**Recorded information:**
----

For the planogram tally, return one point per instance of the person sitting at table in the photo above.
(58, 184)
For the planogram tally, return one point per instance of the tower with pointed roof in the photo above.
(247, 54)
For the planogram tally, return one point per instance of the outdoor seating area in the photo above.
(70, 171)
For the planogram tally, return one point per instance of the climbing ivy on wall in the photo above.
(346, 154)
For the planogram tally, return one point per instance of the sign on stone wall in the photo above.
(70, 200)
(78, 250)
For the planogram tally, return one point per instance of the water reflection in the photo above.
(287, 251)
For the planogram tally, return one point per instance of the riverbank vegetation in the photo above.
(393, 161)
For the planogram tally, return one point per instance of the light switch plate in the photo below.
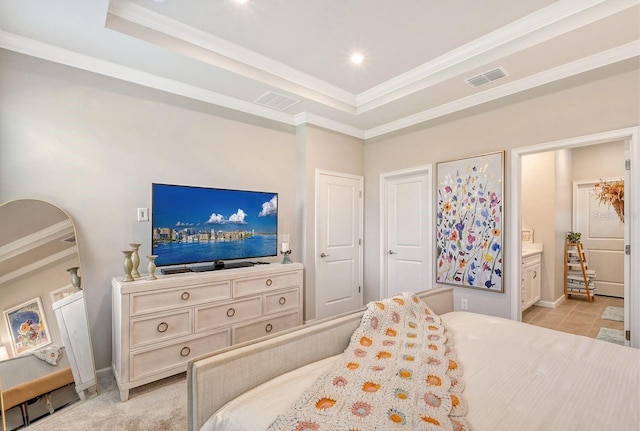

----

**Task objective:** Scale the records above by 1.5: write out every line again, including the lines that ask for points. Multiply each x and y coordinate in the points by 1.5 and round to whole numbers with halves going up, and leave the pictures out.

**Exercise answer:**
For the planogram tally, return one point per instance of the person sitting at table in the photo above.
(87, 276)
For the planogram tally, return one point per instance of the tower with pointed roof in the photo above.
(371, 81)
For the planogram tally, return one point per instance of the outdoor seating area in the photo above.
(105, 257)
For the planogram tally, return one point per instance of the climbing ivy on wall in the photo above.
(519, 231)
For the planogram tally, return one point per instance of the sign on stone wall in the photo above.
(105, 300)
(117, 375)
For the planogram tally, return one point per instance of the water reflection in the photo above.
(431, 377)
For the planogram tally, return one point per instance of the riverbank vegetation in the photo above.
(590, 242)
For the planogram tally, return one point per instance of the light switch plate in the photo below.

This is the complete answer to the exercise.